## ASSIGNMENT
The data below has to be returned exactly, down to the last character.

(RECORDS FOR THIS EXERCISE begins)

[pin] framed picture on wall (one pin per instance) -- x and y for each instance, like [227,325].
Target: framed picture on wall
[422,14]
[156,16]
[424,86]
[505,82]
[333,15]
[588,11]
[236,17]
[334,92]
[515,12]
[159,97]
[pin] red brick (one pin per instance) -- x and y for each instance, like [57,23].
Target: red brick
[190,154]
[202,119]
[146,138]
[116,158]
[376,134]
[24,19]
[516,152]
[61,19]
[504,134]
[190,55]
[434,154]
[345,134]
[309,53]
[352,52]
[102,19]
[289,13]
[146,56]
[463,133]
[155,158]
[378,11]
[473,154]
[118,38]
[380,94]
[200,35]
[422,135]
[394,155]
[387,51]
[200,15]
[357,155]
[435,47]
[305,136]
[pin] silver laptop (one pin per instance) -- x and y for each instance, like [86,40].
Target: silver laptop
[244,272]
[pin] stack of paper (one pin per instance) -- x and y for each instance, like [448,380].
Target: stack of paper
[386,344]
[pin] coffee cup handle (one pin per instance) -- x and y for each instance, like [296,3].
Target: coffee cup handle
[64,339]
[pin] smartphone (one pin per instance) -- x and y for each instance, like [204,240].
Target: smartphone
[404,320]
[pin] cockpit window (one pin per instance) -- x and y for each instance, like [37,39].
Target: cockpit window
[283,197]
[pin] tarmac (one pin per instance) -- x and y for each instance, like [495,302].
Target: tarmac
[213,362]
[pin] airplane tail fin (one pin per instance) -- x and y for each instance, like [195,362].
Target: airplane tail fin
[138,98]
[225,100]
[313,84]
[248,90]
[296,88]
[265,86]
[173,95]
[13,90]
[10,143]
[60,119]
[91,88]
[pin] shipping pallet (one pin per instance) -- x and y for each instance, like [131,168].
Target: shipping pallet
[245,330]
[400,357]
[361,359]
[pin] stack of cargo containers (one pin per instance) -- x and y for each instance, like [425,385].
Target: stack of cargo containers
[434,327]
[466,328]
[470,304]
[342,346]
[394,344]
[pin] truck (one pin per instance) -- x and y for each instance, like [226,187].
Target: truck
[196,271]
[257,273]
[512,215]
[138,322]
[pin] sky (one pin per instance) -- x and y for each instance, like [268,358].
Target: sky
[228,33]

(RECORDS FOR THIS EXERCISE ends)

## OUTPUT OF THE TASK
[pin] framed picture on wall (one pin per instance) -- x and y for each instance, like [227,325].
Target: framed picture on wall
[422,14]
[156,16]
[424,86]
[505,82]
[333,15]
[588,11]
[236,17]
[334,92]
[515,12]
[159,97]
[pin] red brick (one pin per instance) -- x and y for each instance, like [57,23].
Target: red brick
[190,154]
[202,119]
[146,138]
[116,158]
[376,134]
[24,19]
[516,152]
[61,19]
[504,134]
[190,55]
[434,154]
[345,134]
[309,53]
[352,52]
[102,19]
[289,13]
[146,56]
[463,133]
[155,158]
[378,11]
[473,154]
[118,38]
[380,94]
[200,35]
[422,135]
[394,155]
[387,51]
[200,15]
[357,155]
[435,47]
[305,136]
[pin] silver laptop (one pin per instance) -- x and y for each instance, like [86,40].
Target: silver laptop
[244,272]
[pin] stack of paper (one pin per instance) -- x and y for each instance, like [448,380].
Target: stack of paper
[386,344]
[pin] coffee cup handle (one pin per instance) -- x and y for each instance, like [296,3].
Target: coffee cup handle
[64,339]
[pin] smartphone (one pin per instance) -- x and y for each instance, like [204,240].
Target: smartphone
[404,320]
[pin] cockpit window (one pin per instance) -- x and y for each instance, like [37,39].
Target: cockpit window
[283,197]
[pin] tarmac (one pin per instance) -- x and y for each instance, like [495,302].
Target: tarmac
[213,362]
[pin] airplane tail fin (one pin per instance) -- x and y for each instance, like [195,362].
Target: airplane tail fin
[138,98]
[225,100]
[313,84]
[248,90]
[296,88]
[265,86]
[173,95]
[13,90]
[10,143]
[60,119]
[91,88]
[pin] shipping pallet (one pin per instance) -- x and y for each instance, like [131,168].
Target: shipping pallet
[245,330]
[400,357]
[361,359]
[pin] stack of cargo containers (one pin per instance) -- x and y for each instance, like [425,385].
Target: stack of cargo containers
[434,327]
[466,328]
[470,304]
[342,346]
[394,344]
[pin] truck (one pin per instance) -- x and y for each instance, like [226,187].
Target: truck
[196,271]
[257,273]
[512,215]
[138,322]
[pin] sky (one pin per instance) -- x and y for each instance, like [268,358].
Target: sky
[228,33]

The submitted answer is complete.